## Start SELECTED EXTRACT

# OS install Fails



## theFOoL (Feb 7, 2020)

I get this everytime I try to install FERENOS. I tried redownloading the image and using a  different USB stick. I even disconnected the IDE HDD I have


----------



## Regeneration (Feb 7, 2020)

Your installation media isn't good. Try to recreate with another software or burn to DVD. If it doesn't help, the image is broken out-of-the-box.


----------



## theFOoL (Feb 7, 2020)

Hmm I'll try another image USB software and I'll see how that goes. I'm trying YUMI Software which has worked good so far with two other Linux images "MINT/Lite" <<<That Failed but now using Etcher

And... It worked! Yay for Etcher


----------



## Solaris17 (Feb 8, 2020)

I love etcher use that whenever I can. easy quick and has never let me down.


----------



## sam_86314 (Feb 8, 2020)

I personally use Rufus. Haven't had any issues recently.


----------



## theFOoL (Feb 8, 2020)

Well I do to but just some OS's require special Attention to create it's Installer USB. Not even program YUMI worked for Feren . Guessing Feren is similar to CLOUDREADY


----------



## silentbogo (Feb 8, 2020)

Yumi can be finicky.
On the regular version I had to re-partition my USB sticks to MBR manually (diskpart) before writing any OS images via Yumi.
Yumi-UEFI is even worse, cause it would work about 50% of the time, but that was on a very old v0.0.0.8. Haven't checked it since then.

If you don't need multi-boot, just use rufus. Works all the time.
Etcher - not a big fan. 130MB util for a simple tool that writes images to SD cards and USB thumbdrives is very silly.


----------

## End SELECTED EXTRACT

■ OBJECTIVE A
Quote the forum thread about the failed OS install word for word, starting with "If you don't" and going on through "is very silly.".
■ OBJECTIVE B
Count the lines in the records that contain the string "window", matching case exactly. Reply with the number only.

## Start DATA FOR THE TASK

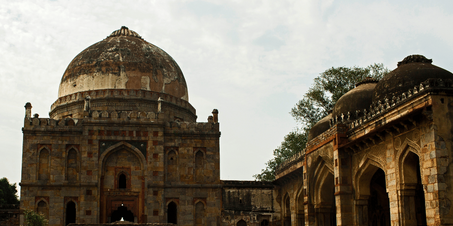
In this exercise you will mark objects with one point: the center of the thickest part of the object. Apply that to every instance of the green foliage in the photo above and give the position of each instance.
(328, 87)
(34, 219)
(293, 142)
(8, 192)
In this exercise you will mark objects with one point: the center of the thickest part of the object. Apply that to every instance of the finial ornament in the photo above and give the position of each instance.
(124, 31)
(415, 59)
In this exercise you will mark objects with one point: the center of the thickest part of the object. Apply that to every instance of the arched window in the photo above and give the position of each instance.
(172, 166)
(122, 181)
(199, 214)
(43, 173)
(72, 166)
(199, 166)
(172, 213)
(70, 212)
(43, 209)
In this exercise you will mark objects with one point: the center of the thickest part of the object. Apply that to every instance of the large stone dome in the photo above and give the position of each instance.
(412, 71)
(124, 60)
(123, 75)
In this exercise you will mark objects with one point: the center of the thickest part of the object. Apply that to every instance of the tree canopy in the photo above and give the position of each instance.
(32, 218)
(8, 192)
(328, 87)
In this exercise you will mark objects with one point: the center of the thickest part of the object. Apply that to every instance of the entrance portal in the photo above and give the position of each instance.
(122, 212)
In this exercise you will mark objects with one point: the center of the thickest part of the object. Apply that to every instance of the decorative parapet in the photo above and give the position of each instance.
(347, 122)
(48, 122)
(121, 93)
(300, 156)
(192, 127)
(380, 107)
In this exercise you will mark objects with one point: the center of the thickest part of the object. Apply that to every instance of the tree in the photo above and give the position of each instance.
(32, 218)
(8, 192)
(328, 87)
(292, 143)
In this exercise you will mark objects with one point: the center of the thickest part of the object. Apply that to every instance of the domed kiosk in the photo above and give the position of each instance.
(383, 158)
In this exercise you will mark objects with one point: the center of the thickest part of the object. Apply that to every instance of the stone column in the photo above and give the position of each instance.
(344, 199)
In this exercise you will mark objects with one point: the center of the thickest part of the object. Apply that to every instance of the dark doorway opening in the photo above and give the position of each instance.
(122, 181)
(70, 212)
(122, 212)
(172, 213)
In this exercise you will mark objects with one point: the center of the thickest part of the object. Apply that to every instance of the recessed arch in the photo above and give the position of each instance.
(42, 207)
(70, 212)
(372, 202)
(299, 204)
(120, 146)
(199, 166)
(241, 223)
(72, 164)
(171, 161)
(43, 163)
(363, 177)
(411, 190)
(172, 212)
(199, 213)
(287, 209)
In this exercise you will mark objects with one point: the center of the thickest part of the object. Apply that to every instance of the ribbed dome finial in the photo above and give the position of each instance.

## End DATA FOR THE TASK

■ FULL SOLUTION A
If you don't need multi-boot, just use rufus. Works all the time.
Etcher - not a big fan. 130MB util for a simple tool that writes images to SD cards and USB thumbdrives is very silly.

■ FULL SOLUTION B
1